> _課題文 A_: CEDEC2021講演レポートの「また、資金調達のためのピッチ」で始まり「で会社全体には影響が少ない。」で終わる部分を、「筋肉」を「スキル」に置き換えて書き直すこと。

===== 本文抜粋

インディーはどのようにパブリッシャーにプレゼンをするべきか?マイクロソフトのインディー担当が体験をもとにコツを語る【CEDEC2021レポート】

CEDEC2021にて「グレーアート – インディーズのための事業開発の基礎」と題した講演が2021年8月25日に行われました。

講師は、マイクロソフトのインディーゲーム部門を担当しているマット・スミス氏(以下マット氏)で、過去に自身がインディーゲームディベロッパーであった経験を元に事業開発や資金調達について見解を述べています。

マット氏はCEDEC2020でも自身の経験を語るセッション「Standing on the Precipice: A Veteran Developer’s Experience Going Indie/絶壁に立つ:インディーゲームの開発におけるベテラン開発者の経験」と題した講演を行い、多くのインディゲームクリエイターが共感する内容でした。今回もマット氏の経験に裏打ちされた見解の数々がインディゲームクリエイターの役に立つことと思います。それでは、講演を見ていきましょう。


マット・スミス氏について

まずは、マット氏の経歴を見ていきましょう。

マット氏はPopCap Gamesなどでエンジニアやプロデューサーを歴任。その後PopCap GamesがEAに買収されたことに伴いEAにて勤務後に日本で独立しゲーム会社Friend&Foe社を設立しました。Friend&Foeで社ではVaneをリリースし、この開発経験をCEDEC202で語っています。現在はXboxで勤務されています。

資金調達先は3種類

マット氏は、今からピッチ(短くまとめられた資金調達のためのプレゼンテーション)や資金調達について語るが、その内容を使ってもマイクロソフトやXboxに採択されるなどの特別な効果があるわけではない。と前置きをしたうえで、資金調達は「選択の問題」であると述べました。

ゲームの開発資金は、自分たちで時間をかけて準備することもできるが、資金調達を行うこともできます。資金調達は将来の価値、つまりゲームが完成した時の売上や利益を先にもらうことで、ゲームを開発する時間を稼ぐことができるものだと語りました。

また、資金調達のためのピッチをすることで、ある種の筋肉を鍛えることができるとマット氏は言います。この筋肉とはサードパーティに自分やゲームを説明できるようになることで、より自分たちのゲームを理解することができることを指します。目的をもって明確に話すことで自分のゲームがどのようなものかを理解できるようになり、開発に還元することができるといいます。他にもマット氏はピッチをしたゲーム業界の人との関係づくりなどもゲーム作りとは直接関係ないが大切なことだと語りました。

続いてマット氏は資金調達にはいくつか種類があるが、3つの方法について解説を行いました。

1:サードパーティーとプロジェクトファイナンス

パブリッシャーから開発するゲームに対して売上の前払いを受ける方法。ほかの2つに比べて一般的といえる。開発中のタイトル限定なので会社全体には影響が少ない。

==========
===== 抽出データ

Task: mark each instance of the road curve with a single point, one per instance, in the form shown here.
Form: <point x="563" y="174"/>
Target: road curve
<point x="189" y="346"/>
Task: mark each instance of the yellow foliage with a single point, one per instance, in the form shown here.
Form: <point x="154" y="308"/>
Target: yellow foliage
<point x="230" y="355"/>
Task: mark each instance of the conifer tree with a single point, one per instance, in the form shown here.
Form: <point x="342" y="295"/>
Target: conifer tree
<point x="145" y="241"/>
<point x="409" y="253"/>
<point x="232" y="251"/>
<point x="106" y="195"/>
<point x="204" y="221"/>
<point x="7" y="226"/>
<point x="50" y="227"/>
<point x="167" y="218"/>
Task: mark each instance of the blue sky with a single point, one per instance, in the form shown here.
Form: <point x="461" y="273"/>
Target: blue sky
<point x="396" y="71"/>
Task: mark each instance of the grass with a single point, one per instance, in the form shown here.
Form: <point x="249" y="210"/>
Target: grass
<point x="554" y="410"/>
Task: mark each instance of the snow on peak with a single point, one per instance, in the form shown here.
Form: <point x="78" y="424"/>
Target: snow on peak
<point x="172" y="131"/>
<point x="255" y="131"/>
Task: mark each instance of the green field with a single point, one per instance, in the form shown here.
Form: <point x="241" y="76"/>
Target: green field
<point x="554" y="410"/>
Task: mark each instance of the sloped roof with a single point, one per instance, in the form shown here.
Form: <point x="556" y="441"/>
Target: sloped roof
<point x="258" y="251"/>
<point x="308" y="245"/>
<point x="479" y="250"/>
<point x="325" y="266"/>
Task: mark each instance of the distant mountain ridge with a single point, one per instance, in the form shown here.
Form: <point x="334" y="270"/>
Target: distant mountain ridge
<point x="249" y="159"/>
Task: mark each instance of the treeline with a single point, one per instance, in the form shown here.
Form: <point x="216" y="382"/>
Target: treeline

==========

> _課題文 B_: レコードから、文字列「ridge」を含む行をすべて写して返すこと。大文字と小文字は区別する。

> _解答例 A_:
また、資金調達のためのピッチをすることで、ある種のスキルを鍛えることができるとマット氏は言います。このスキルとはサードパーティに自分やゲームを説明できるようになることで、より自分たちのゲームを理解することができることを指します。目的をもって明確に話すことで自分のゲームがどのようなものかを理解できるようになり、開発に還元することができるといいます。他にもマット氏はピッチをしたゲーム業界の人との関係づくりなどもゲーム作りとは直接関係ないが大切なことだと語りました。

続いてマット氏は資金調達にはいくつか種類があるが、3つの方法について解説を行いました。

1:サードパーティーとプロジェクトファイナンス

パブリッシャーから開発するゲームに対して売上の前払いを受ける方法。ほかの2つに比べて一般的といえる。開発中のタイトル限定なので会社全体には影響が少ない。

> _解答例 B_:
Task: mark each instance of the distant mountain ridge with a single point, one per instance, in the form shown here.
Target: distant mountain ridge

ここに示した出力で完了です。